PROMPT -> Rewrite the entries starting at the line that contains "Tag every instance of the sea" and ending at the line that contains "pixel 128 83", substituting "extended wing" for each "outstretched wing" and changing nothing else.

DATASET RECORDS ->
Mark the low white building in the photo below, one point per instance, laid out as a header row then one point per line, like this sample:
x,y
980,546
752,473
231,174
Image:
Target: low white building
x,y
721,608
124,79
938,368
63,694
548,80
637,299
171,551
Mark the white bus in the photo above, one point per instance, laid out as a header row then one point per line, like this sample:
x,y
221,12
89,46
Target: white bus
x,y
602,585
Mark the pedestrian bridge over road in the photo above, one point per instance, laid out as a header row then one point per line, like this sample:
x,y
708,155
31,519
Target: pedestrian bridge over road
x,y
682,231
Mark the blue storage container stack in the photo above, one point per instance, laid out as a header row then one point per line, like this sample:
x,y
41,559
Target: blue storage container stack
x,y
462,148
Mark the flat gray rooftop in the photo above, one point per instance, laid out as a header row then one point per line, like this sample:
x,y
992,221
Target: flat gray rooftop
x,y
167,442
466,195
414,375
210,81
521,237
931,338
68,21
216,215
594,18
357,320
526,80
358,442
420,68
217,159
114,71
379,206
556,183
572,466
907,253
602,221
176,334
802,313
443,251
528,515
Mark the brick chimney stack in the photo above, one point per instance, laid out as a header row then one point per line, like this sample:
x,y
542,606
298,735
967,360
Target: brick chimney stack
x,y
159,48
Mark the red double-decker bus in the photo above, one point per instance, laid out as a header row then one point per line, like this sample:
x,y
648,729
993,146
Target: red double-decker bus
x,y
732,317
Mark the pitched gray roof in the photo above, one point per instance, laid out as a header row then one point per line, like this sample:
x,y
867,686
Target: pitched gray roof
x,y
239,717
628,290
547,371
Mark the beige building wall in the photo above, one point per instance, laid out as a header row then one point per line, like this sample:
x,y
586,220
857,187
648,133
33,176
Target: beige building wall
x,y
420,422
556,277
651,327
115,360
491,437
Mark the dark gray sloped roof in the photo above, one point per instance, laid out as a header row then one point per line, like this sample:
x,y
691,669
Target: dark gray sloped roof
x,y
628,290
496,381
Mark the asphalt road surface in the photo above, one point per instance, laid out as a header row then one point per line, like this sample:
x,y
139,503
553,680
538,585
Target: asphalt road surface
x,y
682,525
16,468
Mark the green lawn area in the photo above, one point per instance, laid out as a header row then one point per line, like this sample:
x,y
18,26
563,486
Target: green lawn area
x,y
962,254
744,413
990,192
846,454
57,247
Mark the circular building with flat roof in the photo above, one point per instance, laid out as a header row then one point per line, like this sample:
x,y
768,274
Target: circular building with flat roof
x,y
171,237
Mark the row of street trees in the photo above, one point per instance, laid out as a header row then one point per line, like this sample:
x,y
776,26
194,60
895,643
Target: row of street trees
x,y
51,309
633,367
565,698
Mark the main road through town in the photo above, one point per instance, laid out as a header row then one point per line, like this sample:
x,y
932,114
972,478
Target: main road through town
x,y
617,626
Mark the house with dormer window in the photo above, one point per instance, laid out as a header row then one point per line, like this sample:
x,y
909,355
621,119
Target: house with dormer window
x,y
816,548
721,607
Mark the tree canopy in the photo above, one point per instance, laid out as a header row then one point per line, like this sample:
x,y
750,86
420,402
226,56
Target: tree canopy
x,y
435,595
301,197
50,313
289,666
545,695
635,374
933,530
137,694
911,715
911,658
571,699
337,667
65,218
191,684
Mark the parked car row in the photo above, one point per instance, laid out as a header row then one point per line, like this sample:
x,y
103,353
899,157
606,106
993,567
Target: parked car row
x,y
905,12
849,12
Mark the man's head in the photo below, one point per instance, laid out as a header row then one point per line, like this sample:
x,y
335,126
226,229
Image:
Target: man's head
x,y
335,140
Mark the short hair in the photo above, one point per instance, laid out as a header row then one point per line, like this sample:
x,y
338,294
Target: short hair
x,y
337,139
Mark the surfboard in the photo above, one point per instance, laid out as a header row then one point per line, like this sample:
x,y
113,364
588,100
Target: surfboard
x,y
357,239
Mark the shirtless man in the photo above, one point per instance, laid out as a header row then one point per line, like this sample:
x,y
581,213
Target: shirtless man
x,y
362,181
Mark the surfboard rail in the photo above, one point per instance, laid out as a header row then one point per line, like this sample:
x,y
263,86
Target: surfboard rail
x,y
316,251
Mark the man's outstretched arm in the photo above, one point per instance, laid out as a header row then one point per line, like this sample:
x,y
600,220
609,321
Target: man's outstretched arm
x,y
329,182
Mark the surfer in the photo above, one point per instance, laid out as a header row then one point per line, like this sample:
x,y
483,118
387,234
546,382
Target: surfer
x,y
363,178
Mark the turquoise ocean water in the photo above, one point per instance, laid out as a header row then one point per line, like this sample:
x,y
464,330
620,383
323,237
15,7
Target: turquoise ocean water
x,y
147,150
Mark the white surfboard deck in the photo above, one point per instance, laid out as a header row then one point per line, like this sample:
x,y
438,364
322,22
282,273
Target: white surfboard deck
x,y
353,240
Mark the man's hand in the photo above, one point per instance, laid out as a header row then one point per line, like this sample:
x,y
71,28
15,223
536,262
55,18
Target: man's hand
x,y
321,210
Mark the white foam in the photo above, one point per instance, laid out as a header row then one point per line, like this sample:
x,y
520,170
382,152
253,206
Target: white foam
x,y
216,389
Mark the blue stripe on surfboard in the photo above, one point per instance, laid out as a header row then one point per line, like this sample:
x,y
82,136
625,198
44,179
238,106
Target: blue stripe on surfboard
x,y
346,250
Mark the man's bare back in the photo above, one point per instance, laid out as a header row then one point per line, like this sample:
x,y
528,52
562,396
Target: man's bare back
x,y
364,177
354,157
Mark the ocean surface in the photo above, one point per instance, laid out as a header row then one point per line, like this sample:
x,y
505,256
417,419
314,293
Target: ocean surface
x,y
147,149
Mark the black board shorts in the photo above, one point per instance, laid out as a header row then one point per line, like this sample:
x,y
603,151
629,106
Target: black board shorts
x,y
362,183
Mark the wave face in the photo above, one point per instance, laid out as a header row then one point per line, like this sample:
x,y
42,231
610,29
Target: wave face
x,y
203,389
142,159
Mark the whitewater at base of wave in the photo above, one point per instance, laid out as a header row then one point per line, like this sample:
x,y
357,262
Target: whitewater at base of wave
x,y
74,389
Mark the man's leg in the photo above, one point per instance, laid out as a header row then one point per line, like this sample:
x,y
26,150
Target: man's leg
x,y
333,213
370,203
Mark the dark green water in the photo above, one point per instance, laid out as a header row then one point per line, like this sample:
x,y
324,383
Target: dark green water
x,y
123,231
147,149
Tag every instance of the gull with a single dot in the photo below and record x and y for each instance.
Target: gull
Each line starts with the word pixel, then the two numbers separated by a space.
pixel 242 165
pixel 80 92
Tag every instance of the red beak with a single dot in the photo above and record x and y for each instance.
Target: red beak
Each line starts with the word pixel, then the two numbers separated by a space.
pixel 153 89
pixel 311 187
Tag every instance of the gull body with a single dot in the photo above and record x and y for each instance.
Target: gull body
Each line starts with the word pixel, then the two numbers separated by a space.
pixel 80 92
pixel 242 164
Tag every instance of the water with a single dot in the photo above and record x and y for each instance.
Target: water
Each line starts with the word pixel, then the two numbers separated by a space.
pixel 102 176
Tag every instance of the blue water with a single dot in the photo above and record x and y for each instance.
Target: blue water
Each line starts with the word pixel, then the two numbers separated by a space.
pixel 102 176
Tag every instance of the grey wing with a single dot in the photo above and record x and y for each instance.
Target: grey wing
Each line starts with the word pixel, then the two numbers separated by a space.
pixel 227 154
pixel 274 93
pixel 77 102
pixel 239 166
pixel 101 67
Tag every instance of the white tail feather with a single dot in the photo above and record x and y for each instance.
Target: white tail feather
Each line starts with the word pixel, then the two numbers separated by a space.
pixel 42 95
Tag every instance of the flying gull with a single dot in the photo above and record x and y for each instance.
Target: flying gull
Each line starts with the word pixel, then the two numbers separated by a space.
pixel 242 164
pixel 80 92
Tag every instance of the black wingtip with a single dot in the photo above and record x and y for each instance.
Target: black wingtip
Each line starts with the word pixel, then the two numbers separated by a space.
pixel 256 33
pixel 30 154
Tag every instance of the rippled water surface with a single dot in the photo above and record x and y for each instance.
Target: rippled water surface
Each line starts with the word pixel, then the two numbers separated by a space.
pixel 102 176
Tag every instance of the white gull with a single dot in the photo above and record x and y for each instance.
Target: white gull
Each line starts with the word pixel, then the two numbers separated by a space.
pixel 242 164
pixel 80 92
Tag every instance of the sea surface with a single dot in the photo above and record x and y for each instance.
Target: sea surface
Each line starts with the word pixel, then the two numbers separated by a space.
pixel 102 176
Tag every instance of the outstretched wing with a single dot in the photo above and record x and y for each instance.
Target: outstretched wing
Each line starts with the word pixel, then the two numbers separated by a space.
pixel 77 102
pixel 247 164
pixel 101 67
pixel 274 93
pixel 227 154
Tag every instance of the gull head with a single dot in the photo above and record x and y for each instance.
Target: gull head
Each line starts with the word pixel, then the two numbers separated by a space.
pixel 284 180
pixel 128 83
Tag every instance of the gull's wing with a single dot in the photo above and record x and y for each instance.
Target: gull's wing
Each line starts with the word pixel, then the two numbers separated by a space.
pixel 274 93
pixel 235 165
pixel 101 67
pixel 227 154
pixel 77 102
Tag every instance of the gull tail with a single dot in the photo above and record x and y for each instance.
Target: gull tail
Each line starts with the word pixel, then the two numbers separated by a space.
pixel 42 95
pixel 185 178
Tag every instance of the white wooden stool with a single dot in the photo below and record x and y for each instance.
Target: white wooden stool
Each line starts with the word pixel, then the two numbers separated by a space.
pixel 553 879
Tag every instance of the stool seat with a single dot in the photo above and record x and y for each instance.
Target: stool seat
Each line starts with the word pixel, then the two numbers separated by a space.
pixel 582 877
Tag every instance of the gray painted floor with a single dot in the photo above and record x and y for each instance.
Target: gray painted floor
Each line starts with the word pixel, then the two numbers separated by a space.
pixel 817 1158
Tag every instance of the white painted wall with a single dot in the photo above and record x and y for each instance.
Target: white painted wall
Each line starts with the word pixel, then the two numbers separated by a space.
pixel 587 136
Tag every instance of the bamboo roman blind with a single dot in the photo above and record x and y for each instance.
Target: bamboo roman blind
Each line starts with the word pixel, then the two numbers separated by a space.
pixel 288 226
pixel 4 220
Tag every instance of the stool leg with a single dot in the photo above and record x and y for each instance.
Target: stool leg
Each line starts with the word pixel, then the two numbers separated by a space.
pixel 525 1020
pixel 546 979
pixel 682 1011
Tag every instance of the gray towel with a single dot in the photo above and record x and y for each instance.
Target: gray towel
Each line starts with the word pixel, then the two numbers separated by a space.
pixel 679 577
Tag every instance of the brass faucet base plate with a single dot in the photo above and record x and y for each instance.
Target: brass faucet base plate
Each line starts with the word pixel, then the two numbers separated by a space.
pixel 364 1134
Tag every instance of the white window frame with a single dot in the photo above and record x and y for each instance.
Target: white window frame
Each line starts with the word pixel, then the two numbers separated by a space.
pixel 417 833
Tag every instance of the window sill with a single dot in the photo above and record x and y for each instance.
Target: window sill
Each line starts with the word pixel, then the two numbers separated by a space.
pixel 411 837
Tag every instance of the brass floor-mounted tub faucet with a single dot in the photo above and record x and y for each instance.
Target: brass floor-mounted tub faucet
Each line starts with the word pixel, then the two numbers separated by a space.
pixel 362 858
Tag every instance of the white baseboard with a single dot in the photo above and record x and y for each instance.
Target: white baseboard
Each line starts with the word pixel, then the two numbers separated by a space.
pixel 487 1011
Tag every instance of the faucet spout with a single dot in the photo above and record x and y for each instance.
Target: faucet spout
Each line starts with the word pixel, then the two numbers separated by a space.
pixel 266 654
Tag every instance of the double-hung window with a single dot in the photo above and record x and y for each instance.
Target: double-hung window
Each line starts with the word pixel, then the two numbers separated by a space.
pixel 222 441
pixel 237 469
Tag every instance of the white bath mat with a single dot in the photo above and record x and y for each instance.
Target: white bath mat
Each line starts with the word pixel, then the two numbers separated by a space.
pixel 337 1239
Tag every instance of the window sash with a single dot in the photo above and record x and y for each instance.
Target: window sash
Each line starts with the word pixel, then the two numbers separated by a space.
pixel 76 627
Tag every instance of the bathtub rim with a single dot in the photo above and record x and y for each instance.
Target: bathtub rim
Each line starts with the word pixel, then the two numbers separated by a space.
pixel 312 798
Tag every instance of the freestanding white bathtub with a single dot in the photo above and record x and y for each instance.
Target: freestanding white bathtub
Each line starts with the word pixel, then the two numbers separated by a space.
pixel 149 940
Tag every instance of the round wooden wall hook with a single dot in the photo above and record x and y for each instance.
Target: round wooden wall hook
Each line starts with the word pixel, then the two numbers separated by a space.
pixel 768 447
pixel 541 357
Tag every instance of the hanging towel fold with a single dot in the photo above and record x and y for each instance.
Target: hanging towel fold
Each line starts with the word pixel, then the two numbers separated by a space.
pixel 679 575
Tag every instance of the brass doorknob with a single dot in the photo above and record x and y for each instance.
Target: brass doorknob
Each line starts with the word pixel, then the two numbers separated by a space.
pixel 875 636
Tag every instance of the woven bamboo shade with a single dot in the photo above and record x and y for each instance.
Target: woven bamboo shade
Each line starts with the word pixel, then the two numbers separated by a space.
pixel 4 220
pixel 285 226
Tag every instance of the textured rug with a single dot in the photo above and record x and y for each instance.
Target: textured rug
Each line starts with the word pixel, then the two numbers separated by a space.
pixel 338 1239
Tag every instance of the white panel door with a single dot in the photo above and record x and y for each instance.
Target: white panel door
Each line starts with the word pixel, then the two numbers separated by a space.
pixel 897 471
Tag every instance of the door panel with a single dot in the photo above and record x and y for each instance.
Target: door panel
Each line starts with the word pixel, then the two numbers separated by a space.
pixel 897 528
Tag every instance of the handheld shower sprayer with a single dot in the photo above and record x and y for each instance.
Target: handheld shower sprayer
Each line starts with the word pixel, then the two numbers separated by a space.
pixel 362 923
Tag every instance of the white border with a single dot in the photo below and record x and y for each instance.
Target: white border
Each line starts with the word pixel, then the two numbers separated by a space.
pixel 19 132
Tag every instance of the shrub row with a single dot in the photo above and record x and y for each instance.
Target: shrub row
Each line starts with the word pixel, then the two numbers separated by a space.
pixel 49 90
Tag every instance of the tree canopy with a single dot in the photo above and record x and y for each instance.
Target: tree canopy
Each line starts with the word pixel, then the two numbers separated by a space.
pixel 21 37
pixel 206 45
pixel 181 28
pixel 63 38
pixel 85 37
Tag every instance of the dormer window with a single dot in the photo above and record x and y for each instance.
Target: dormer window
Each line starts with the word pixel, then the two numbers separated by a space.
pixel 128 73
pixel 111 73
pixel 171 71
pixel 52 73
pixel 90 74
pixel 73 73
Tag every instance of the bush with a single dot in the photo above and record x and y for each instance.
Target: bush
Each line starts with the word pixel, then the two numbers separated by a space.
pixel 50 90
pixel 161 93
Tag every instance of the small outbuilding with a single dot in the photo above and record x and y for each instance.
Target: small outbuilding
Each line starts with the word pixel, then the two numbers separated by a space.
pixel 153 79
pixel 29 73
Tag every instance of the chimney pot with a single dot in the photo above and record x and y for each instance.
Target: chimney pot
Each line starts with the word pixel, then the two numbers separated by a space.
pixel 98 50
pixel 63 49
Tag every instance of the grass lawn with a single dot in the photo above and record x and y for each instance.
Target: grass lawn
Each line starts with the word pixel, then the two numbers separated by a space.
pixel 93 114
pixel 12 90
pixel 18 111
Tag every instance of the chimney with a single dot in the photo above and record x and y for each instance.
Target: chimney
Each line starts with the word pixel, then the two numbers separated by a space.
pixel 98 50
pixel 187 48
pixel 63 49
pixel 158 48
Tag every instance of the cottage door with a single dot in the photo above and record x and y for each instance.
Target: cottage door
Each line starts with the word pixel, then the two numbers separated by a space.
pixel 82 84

OUTPUT OF THE TASK ->
Tag every instance of the sea surface with a single dot in the photo above and record x and y for each instance.
Target: sea surface
Each line starts with the word pixel, then the two numbers separated by a space.
pixel 102 176
Tag every instance of the extended wing with a single dot in the photo above and record x and y for each instance.
Target: extended wing
Each line starts with the word pixel, then the two numbers separated by a space.
pixel 77 102
pixel 247 164
pixel 101 67
pixel 274 93
pixel 227 154
Tag every instance of the gull head with a single dot in the photo above and record x and y for each instance.
Target: gull head
Each line starts with the word pixel, then the two numbers separated by a space.
pixel 284 180
pixel 128 83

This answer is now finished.